• **What the task asks**:
Rewrite all of the records below as a JSON list of strings, with one string for each line and any blank lines left out.

• **Record list**:

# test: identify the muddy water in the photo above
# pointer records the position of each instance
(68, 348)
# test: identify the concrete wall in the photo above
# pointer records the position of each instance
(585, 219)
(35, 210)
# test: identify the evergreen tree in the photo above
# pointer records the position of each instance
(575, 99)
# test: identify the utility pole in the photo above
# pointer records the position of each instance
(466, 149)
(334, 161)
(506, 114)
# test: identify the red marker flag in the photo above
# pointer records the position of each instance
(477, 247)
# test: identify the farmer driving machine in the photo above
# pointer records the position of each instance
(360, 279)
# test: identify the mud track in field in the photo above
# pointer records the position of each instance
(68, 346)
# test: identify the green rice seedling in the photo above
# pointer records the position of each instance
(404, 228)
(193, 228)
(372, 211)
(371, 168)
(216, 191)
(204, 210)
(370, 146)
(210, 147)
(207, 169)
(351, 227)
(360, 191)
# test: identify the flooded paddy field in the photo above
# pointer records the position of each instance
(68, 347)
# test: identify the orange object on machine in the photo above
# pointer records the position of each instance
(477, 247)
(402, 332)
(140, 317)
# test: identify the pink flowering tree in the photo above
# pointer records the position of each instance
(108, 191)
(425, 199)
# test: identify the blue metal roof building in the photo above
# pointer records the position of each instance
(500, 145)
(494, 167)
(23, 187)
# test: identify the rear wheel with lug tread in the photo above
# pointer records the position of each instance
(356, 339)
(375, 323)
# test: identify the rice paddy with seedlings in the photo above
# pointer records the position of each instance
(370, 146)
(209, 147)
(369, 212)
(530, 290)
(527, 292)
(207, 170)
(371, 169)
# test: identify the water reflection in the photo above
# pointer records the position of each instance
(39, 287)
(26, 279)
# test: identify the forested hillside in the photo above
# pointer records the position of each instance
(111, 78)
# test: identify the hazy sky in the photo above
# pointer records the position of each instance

• **Solution to this problem**:
[
  "# test: identify the muddy water in the photo above",
  "# pointer records the position of each instance",
  "(68, 348)",
  "# test: identify the concrete wall in the photo above",
  "# pointer records the position of each instance",
  "(585, 219)",
  "(35, 210)",
  "# test: identify the evergreen tree in the photo above",
  "# pointer records the position of each instance",
  "(575, 99)",
  "# test: identify the utility pole in the photo above",
  "# pointer records the position of each instance",
  "(466, 149)",
  "(334, 161)",
  "(506, 114)",
  "# test: identify the red marker flag in the photo above",
  "# pointer records the position of each instance",
  "(477, 247)",
  "# test: identify the farmer driving machine in the photo above",
  "# pointer records the position of each instance",
  "(360, 279)",
  "# test: identify the mud track in field in the photo above",
  "# pointer records the position of each instance",
  "(68, 346)",
  "# test: identify the green rice seedling in the photo above",
  "# pointer records the position of each instance",
  "(404, 228)",
  "(193, 228)",
  "(372, 211)",
  "(371, 168)",
  "(216, 191)",
  "(204, 210)",
  "(370, 146)",
  "(210, 147)",
  "(207, 169)",
  "(351, 227)",
  "(360, 191)",
  "# test: identify the flooded paddy field in the photo above",
  "# pointer records the position of each instance",
  "(68, 347)",
  "# test: identify the orange object on machine in the photo above",
  "# pointer records the position of each instance",
  "(477, 247)",
  "(402, 332)",
  "(140, 317)",
  "# test: identify the pink flowering tree in the photo above",
  "# pointer records the position of each instance",
  "(108, 191)",
  "(425, 199)",
  "# test: identify the blue metal roof building in the photo above",
  "# pointer records the position of each instance",
  "(500, 145)",
  "(494, 167)",
  "(23, 187)",
  "# test: identify the rear wheel with lug tread in the photo above",
  "# pointer records the position of each instance",
  "(356, 339)",
  "(375, 323)",
  "# test: identify the rice paddy with seedlings in the photo above",
  "# pointer records the position of each instance",
  "(370, 146)",
  "(209, 147)",
  "(369, 212)",
  "(530, 290)",
  "(527, 292)",
  "(207, 170)",
  "(371, 169)",
  "# test: identify the water reflection in the photo above",
  "# pointer records the position of each instance",
  "(39, 287)",
  "(26, 279)",
  "# test: identify the forested hillside in the photo above",
  "# pointer records the position of each instance",
  "(111, 78)",
  "# test: identify the hazy sky in the photo above",
  "# pointer records the position of each instance"
]